(Dataset excerpts on object pointing)

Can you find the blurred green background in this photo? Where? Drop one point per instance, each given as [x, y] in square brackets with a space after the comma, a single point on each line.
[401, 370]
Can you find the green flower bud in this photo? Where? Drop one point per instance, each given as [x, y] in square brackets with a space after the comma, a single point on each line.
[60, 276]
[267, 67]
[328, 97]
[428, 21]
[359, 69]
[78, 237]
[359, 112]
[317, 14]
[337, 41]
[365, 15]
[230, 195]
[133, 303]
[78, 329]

# What you have to do:
Convert the items, starting with the line that contains "Can you find the green" and continuing through the end of the items, into a two-column CSV with the columns "query" and "response". Give one row per item, put each field in double quotes, and replace line breaks with spaces.

# Task output:
query,response
"Can you find the green flower bud in this photo? Where? Drop one point per instance, each given as [x, y] in square brackets with a space after the comma, a single point on each line.","[60, 276] [267, 67] [328, 97] [428, 21] [359, 69] [78, 237] [359, 112] [317, 14] [337, 41] [365, 15] [230, 195] [133, 303] [78, 329]"